MATERIAL FOR THE TASK:
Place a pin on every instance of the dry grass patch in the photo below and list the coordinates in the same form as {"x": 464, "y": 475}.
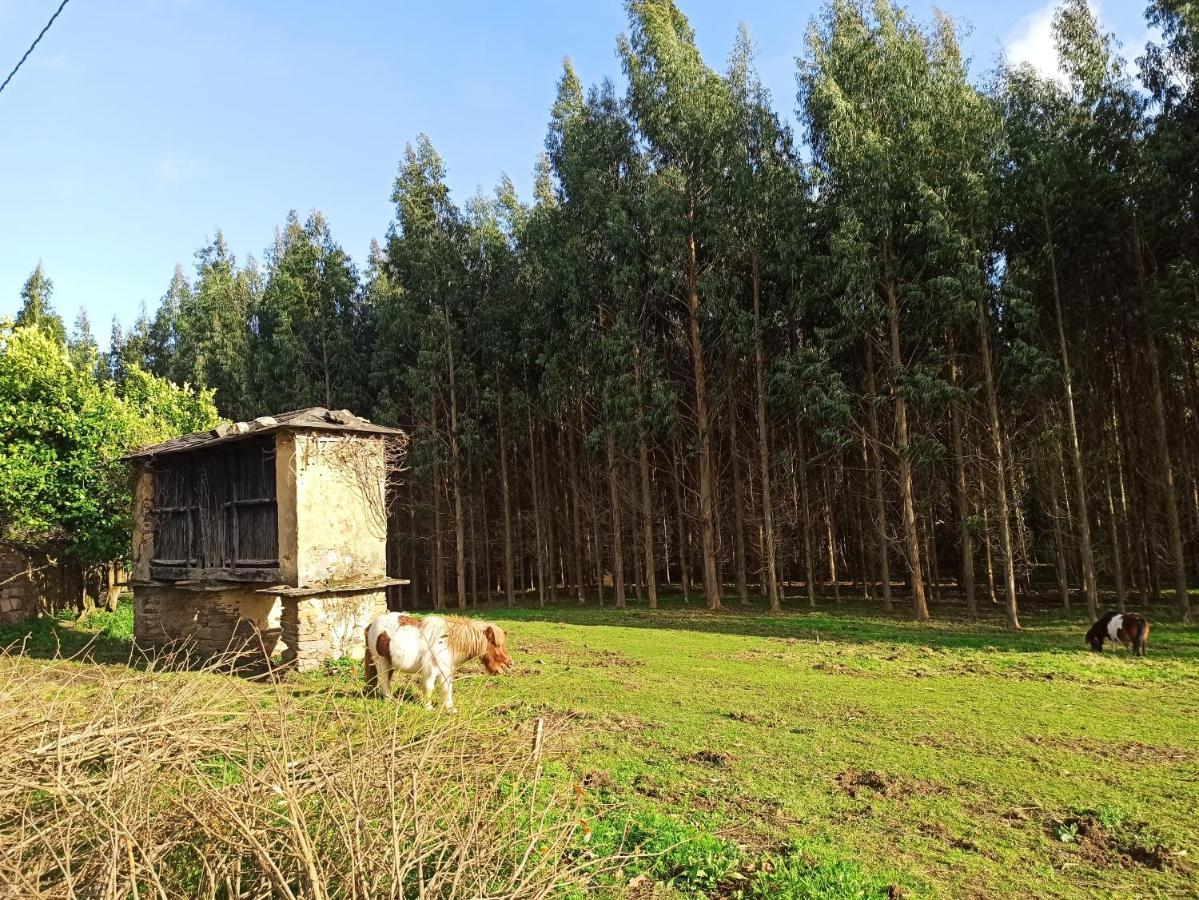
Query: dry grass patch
{"x": 163, "y": 784}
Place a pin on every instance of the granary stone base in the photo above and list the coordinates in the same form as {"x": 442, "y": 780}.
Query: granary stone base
{"x": 306, "y": 630}
{"x": 31, "y": 584}
{"x": 235, "y": 620}
{"x": 327, "y": 626}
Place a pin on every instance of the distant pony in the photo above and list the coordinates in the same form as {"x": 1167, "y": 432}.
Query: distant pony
{"x": 1130, "y": 628}
{"x": 433, "y": 646}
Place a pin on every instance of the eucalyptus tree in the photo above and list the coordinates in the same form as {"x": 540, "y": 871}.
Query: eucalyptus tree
{"x": 211, "y": 328}
{"x": 302, "y": 326}
{"x": 764, "y": 224}
{"x": 684, "y": 112}
{"x": 1043, "y": 199}
{"x": 36, "y": 309}
{"x": 426, "y": 269}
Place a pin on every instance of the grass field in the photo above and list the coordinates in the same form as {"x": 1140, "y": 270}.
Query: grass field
{"x": 838, "y": 753}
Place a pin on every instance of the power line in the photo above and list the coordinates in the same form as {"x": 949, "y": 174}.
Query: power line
{"x": 40, "y": 36}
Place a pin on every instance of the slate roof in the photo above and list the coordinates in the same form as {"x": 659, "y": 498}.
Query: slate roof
{"x": 313, "y": 418}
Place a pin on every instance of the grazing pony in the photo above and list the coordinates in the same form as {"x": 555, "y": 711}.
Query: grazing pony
{"x": 433, "y": 646}
{"x": 1130, "y": 628}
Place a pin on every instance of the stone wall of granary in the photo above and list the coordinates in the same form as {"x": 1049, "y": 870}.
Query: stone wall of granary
{"x": 32, "y": 584}
{"x": 332, "y": 508}
{"x": 208, "y": 621}
{"x": 329, "y": 626}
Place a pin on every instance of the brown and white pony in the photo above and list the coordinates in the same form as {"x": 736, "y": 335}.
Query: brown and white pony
{"x": 433, "y": 646}
{"x": 1130, "y": 628}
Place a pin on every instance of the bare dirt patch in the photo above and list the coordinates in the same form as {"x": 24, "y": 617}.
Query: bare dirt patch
{"x": 710, "y": 757}
{"x": 1132, "y": 751}
{"x": 1127, "y": 847}
{"x": 856, "y": 784}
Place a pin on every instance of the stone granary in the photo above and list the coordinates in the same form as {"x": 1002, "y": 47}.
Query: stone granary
{"x": 266, "y": 536}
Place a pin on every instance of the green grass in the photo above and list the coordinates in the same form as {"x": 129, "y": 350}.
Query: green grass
{"x": 839, "y": 753}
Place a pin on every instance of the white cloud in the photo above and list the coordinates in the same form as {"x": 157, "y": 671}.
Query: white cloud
{"x": 1031, "y": 41}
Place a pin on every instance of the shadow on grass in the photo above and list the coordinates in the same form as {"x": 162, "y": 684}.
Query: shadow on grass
{"x": 102, "y": 638}
{"x": 107, "y": 638}
{"x": 1046, "y": 626}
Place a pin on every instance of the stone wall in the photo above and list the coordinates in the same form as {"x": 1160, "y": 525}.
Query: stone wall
{"x": 208, "y": 621}
{"x": 338, "y": 530}
{"x": 305, "y": 630}
{"x": 31, "y": 584}
{"x": 329, "y": 626}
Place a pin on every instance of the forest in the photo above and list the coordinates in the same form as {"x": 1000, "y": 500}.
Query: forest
{"x": 935, "y": 348}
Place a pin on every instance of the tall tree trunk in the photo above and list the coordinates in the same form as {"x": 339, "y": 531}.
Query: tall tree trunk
{"x": 1164, "y": 465}
{"x": 487, "y": 538}
{"x": 920, "y": 605}
{"x": 643, "y": 453}
{"x": 767, "y": 509}
{"x": 549, "y": 525}
{"x": 506, "y": 496}
{"x": 459, "y": 523}
{"x": 1076, "y": 453}
{"x": 996, "y": 440}
{"x": 415, "y": 568}
{"x": 706, "y": 511}
{"x": 809, "y": 568}
{"x": 474, "y": 551}
{"x": 534, "y": 481}
{"x": 986, "y": 538}
{"x": 1059, "y": 542}
{"x": 439, "y": 599}
{"x": 879, "y": 500}
{"x": 1114, "y": 536}
{"x": 112, "y": 589}
{"x": 680, "y": 517}
{"x": 576, "y": 519}
{"x": 739, "y": 536}
{"x": 831, "y": 537}
{"x": 618, "y": 556}
{"x": 963, "y": 497}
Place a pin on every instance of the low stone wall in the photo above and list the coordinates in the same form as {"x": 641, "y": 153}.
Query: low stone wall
{"x": 329, "y": 626}
{"x": 208, "y": 621}
{"x": 305, "y": 629}
{"x": 32, "y": 584}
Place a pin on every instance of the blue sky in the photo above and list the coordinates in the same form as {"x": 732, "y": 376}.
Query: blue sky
{"x": 138, "y": 127}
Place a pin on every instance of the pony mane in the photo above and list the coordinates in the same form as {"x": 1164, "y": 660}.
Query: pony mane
{"x": 468, "y": 636}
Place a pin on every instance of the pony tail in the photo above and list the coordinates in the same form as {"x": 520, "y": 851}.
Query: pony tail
{"x": 372, "y": 676}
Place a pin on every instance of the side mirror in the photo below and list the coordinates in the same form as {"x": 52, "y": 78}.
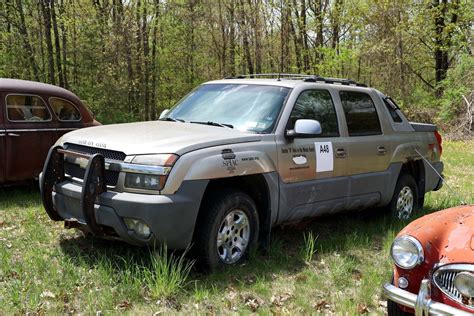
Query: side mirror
{"x": 305, "y": 128}
{"x": 163, "y": 114}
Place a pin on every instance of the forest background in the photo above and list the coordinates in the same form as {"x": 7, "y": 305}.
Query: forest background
{"x": 130, "y": 59}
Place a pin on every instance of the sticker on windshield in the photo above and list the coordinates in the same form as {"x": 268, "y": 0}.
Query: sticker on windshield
{"x": 324, "y": 156}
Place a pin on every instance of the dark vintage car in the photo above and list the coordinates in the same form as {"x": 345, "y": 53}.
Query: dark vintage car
{"x": 32, "y": 117}
{"x": 434, "y": 265}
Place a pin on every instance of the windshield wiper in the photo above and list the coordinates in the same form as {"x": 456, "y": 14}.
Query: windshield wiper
{"x": 171, "y": 119}
{"x": 214, "y": 124}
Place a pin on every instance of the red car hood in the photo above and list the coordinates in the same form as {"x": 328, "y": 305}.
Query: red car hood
{"x": 447, "y": 236}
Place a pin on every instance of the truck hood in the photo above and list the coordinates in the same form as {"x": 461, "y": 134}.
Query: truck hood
{"x": 156, "y": 137}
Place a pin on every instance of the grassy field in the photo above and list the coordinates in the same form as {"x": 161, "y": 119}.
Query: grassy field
{"x": 332, "y": 265}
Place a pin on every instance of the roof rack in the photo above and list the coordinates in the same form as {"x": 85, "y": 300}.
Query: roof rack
{"x": 304, "y": 77}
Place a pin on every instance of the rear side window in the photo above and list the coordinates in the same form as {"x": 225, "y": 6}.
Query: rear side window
{"x": 64, "y": 110}
{"x": 361, "y": 115}
{"x": 316, "y": 105}
{"x": 29, "y": 108}
{"x": 392, "y": 108}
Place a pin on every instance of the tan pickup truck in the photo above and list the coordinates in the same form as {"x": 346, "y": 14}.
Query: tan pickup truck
{"x": 238, "y": 156}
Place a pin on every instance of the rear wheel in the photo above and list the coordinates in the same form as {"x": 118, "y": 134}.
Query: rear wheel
{"x": 227, "y": 230}
{"x": 404, "y": 198}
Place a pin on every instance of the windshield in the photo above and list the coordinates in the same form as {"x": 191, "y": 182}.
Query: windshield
{"x": 253, "y": 108}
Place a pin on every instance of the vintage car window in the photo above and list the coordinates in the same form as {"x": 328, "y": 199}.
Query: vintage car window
{"x": 64, "y": 110}
{"x": 253, "y": 108}
{"x": 316, "y": 105}
{"x": 361, "y": 115}
{"x": 29, "y": 108}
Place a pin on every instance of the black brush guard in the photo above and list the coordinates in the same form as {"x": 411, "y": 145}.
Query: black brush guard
{"x": 93, "y": 184}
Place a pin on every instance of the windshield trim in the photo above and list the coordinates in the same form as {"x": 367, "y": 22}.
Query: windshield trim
{"x": 270, "y": 130}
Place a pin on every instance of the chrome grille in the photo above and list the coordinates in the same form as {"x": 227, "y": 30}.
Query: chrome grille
{"x": 73, "y": 170}
{"x": 444, "y": 276}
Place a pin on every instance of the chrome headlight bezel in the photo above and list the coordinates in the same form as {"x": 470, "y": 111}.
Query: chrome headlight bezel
{"x": 142, "y": 167}
{"x": 412, "y": 247}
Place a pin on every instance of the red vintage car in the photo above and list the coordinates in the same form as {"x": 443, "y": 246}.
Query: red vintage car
{"x": 434, "y": 265}
{"x": 33, "y": 116}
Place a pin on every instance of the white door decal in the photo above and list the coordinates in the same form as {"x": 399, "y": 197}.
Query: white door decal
{"x": 324, "y": 156}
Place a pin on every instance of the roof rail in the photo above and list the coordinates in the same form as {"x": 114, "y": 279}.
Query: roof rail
{"x": 304, "y": 77}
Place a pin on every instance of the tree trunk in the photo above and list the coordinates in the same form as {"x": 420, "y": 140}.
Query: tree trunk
{"x": 57, "y": 44}
{"x": 26, "y": 41}
{"x": 45, "y": 8}
{"x": 231, "y": 11}
{"x": 245, "y": 38}
{"x": 146, "y": 61}
{"x": 64, "y": 44}
{"x": 154, "y": 76}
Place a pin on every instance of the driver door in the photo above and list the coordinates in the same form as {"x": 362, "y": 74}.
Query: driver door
{"x": 313, "y": 168}
{"x": 3, "y": 134}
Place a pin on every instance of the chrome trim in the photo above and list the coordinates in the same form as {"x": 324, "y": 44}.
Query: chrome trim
{"x": 456, "y": 267}
{"x": 31, "y": 129}
{"x": 114, "y": 165}
{"x": 418, "y": 246}
{"x": 423, "y": 300}
{"x": 410, "y": 300}
{"x": 78, "y": 111}
{"x": 21, "y": 121}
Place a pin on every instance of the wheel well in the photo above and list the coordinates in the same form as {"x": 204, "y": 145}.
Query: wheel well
{"x": 255, "y": 186}
{"x": 417, "y": 170}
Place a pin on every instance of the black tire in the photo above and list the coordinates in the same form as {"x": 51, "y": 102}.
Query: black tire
{"x": 394, "y": 310}
{"x": 406, "y": 192}
{"x": 214, "y": 221}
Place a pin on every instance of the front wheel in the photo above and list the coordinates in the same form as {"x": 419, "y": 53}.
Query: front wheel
{"x": 404, "y": 197}
{"x": 227, "y": 229}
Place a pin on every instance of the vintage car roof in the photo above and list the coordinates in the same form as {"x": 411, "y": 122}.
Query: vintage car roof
{"x": 447, "y": 236}
{"x": 26, "y": 86}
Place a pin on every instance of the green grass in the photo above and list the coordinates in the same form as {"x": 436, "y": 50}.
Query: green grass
{"x": 47, "y": 269}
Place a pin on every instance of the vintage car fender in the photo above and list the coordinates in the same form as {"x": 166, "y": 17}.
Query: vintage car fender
{"x": 447, "y": 237}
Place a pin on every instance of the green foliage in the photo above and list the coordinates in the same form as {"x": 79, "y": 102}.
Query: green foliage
{"x": 168, "y": 274}
{"x": 309, "y": 248}
{"x": 459, "y": 82}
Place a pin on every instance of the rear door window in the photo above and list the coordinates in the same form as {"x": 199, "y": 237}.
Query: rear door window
{"x": 29, "y": 108}
{"x": 316, "y": 105}
{"x": 64, "y": 110}
{"x": 360, "y": 112}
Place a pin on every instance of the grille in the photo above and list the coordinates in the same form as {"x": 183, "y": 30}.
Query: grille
{"x": 444, "y": 280}
{"x": 73, "y": 170}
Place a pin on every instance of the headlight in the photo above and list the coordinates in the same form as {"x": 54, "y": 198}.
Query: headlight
{"x": 142, "y": 181}
{"x": 464, "y": 283}
{"x": 138, "y": 226}
{"x": 407, "y": 252}
{"x": 146, "y": 179}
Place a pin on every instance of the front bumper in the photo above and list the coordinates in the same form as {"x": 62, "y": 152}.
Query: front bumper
{"x": 92, "y": 207}
{"x": 421, "y": 303}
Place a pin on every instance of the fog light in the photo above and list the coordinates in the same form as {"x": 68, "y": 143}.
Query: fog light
{"x": 402, "y": 283}
{"x": 464, "y": 283}
{"x": 138, "y": 226}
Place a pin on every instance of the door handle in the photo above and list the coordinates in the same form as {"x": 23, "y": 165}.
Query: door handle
{"x": 381, "y": 150}
{"x": 340, "y": 153}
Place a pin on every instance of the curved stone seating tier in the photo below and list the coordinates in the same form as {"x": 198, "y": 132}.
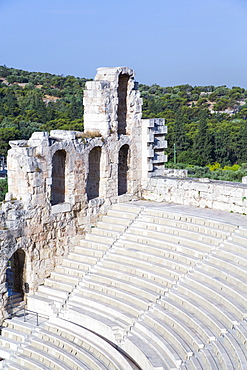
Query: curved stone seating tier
{"x": 166, "y": 284}
{"x": 63, "y": 345}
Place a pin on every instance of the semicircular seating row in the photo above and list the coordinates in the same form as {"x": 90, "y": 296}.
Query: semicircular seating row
{"x": 167, "y": 288}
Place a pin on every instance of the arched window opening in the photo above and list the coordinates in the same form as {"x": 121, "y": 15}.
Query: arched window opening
{"x": 123, "y": 159}
{"x": 58, "y": 177}
{"x": 122, "y": 103}
{"x": 16, "y": 284}
{"x": 93, "y": 180}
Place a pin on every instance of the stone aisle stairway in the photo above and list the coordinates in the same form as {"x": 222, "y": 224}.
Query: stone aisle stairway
{"x": 166, "y": 285}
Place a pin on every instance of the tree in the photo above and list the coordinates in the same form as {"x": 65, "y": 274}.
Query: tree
{"x": 203, "y": 142}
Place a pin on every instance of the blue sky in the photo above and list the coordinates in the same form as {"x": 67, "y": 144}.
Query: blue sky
{"x": 168, "y": 42}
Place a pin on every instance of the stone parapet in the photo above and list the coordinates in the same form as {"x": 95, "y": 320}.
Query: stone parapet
{"x": 220, "y": 195}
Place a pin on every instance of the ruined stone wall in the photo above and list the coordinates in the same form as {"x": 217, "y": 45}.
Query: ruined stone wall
{"x": 60, "y": 182}
{"x": 204, "y": 193}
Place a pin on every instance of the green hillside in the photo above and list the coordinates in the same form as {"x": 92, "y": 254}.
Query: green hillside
{"x": 207, "y": 124}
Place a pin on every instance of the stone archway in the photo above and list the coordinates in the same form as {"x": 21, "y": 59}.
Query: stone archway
{"x": 123, "y": 169}
{"x": 15, "y": 274}
{"x": 93, "y": 180}
{"x": 122, "y": 103}
{"x": 58, "y": 177}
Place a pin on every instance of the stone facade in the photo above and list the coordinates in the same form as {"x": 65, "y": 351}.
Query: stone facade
{"x": 59, "y": 182}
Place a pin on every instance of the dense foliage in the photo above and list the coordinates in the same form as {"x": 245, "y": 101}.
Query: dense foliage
{"x": 207, "y": 124}
{"x": 34, "y": 101}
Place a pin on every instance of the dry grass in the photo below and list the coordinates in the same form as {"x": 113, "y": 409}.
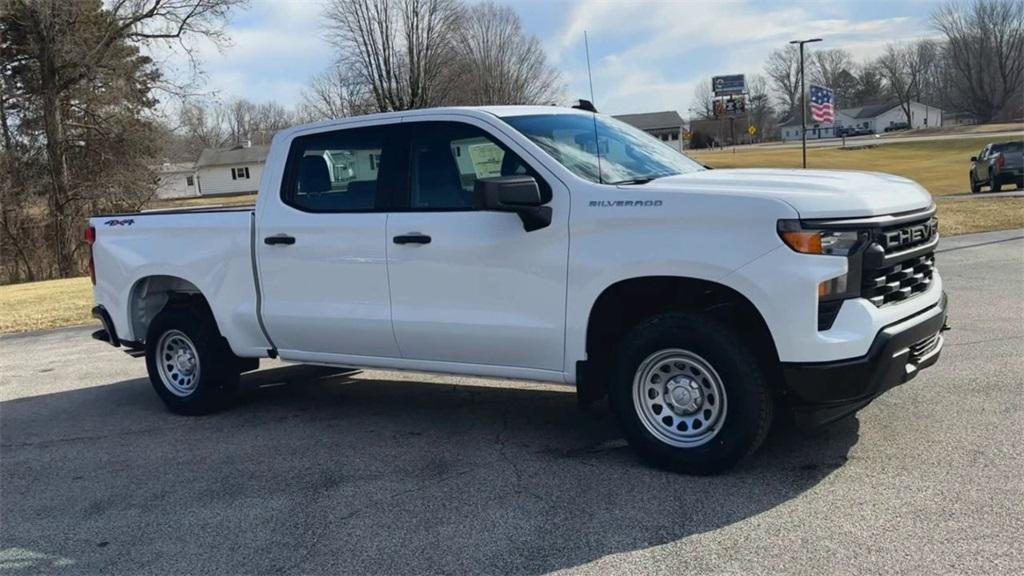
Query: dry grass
{"x": 204, "y": 201}
{"x": 38, "y": 305}
{"x": 982, "y": 214}
{"x": 971, "y": 129}
{"x": 940, "y": 166}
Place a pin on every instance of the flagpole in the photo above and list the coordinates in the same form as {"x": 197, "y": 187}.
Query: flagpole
{"x": 803, "y": 96}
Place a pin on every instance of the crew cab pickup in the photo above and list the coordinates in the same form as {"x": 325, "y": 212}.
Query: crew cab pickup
{"x": 546, "y": 244}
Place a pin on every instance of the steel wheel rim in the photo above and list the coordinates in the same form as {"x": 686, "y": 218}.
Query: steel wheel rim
{"x": 177, "y": 362}
{"x": 680, "y": 398}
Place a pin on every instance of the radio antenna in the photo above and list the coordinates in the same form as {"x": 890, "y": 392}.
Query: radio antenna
{"x": 590, "y": 79}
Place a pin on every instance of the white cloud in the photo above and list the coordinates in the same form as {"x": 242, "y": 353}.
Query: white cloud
{"x": 274, "y": 48}
{"x": 663, "y": 49}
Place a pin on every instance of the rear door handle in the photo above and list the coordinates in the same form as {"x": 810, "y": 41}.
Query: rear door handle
{"x": 280, "y": 239}
{"x": 413, "y": 238}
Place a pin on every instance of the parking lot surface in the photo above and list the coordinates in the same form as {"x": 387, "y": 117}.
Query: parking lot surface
{"x": 323, "y": 470}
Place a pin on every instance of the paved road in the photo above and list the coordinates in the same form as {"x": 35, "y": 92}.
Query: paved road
{"x": 328, "y": 471}
{"x": 969, "y": 196}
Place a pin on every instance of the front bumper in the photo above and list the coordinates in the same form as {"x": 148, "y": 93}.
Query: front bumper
{"x": 822, "y": 393}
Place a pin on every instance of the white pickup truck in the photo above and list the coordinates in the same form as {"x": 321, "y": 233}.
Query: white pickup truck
{"x": 544, "y": 244}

EXERCISE DETAILS:
Only one stretch of the data above is needed. Restate it word for word, from the line containing "Query: stone wall of granary" through the line containing "Place a pin on every instance of the tall", both ends included.

ANSWER FOR THE TASK:
Query: stone wall of granary
{"x": 32, "y": 584}
{"x": 332, "y": 508}
{"x": 208, "y": 621}
{"x": 329, "y": 626}
Place a pin on every instance of the brown and white pony in the photo above and list the coordinates in the same form as {"x": 736, "y": 335}.
Query: brown and white pony
{"x": 433, "y": 646}
{"x": 1130, "y": 628}
Place a pin on every instance of the bare dirt patch in the photo above and list the coordinates in the same form as {"x": 24, "y": 617}.
Query: bare dirt patch
{"x": 710, "y": 757}
{"x": 1132, "y": 751}
{"x": 1127, "y": 847}
{"x": 856, "y": 784}
Place a pin on every instance of the stone granary in the photo above and list the coordinates in the same form as {"x": 1002, "y": 47}.
Query: stone granary
{"x": 266, "y": 536}
Place a pin on every instance of the green grass in the photo above and list the coordinates in the same form as {"x": 129, "y": 350}.
Query: green grass
{"x": 839, "y": 753}
Place a pin on every instance of the white cloud in the photo above and list the coordinates in the same form as {"x": 157, "y": 671}.
Query: white cloud
{"x": 1031, "y": 41}
Place a pin on every instance of the shadow on grass in the photo above and list the coordinates in the same form as {"x": 162, "y": 684}.
Query: shadow on grass
{"x": 102, "y": 638}
{"x": 107, "y": 638}
{"x": 1046, "y": 626}
Place a pin on every instance of the stone wall in the photo above and list the coordinates in the same form as {"x": 1160, "y": 525}.
Query: stone wall
{"x": 208, "y": 621}
{"x": 338, "y": 530}
{"x": 305, "y": 630}
{"x": 31, "y": 584}
{"x": 329, "y": 626}
Place a pin on every instance of the forest in the photo above and list the coordinates in the same form as {"x": 1000, "y": 500}.
Query: forest
{"x": 935, "y": 348}
Place a pin on every instance of the tall tree trunk in the photo above and list the coordinates in the same form as {"x": 339, "y": 531}.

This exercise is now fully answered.